### Opgave
Geef het aantal regels in de lijst hieronder waarin de tekenreeks "outline" voorkomt. Antwoord alleen met dat getal.
# # #
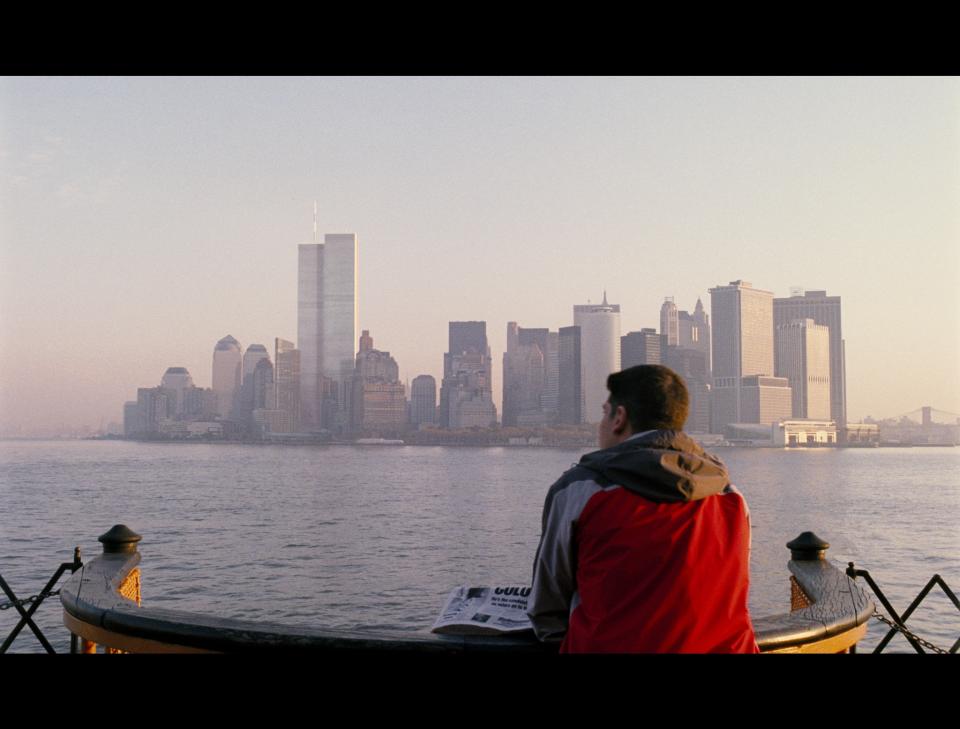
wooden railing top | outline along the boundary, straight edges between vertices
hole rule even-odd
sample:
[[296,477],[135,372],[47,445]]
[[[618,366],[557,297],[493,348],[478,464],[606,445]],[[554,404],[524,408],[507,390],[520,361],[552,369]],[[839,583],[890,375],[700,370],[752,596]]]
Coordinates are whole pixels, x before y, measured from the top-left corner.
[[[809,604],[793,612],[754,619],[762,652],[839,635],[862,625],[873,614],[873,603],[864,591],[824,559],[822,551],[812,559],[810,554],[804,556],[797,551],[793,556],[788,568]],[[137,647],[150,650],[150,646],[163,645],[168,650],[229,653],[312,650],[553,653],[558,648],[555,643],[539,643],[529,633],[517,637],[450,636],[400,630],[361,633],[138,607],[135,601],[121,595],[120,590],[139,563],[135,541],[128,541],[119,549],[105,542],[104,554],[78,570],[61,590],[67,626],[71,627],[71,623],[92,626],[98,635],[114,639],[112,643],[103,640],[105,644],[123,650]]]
# # #
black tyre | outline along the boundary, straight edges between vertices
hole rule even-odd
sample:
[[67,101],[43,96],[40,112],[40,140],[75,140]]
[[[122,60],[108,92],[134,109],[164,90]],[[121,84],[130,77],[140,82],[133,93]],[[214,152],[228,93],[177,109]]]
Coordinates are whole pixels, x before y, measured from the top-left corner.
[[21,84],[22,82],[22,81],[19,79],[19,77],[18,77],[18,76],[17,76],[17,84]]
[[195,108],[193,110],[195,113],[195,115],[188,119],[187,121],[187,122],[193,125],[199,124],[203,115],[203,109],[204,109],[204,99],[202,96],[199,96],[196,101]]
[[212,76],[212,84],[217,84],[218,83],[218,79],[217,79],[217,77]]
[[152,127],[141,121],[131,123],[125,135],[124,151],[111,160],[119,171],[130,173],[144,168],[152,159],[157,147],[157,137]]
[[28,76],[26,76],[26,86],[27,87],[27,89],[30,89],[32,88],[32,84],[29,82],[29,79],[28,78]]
# # #
### Antwoord
2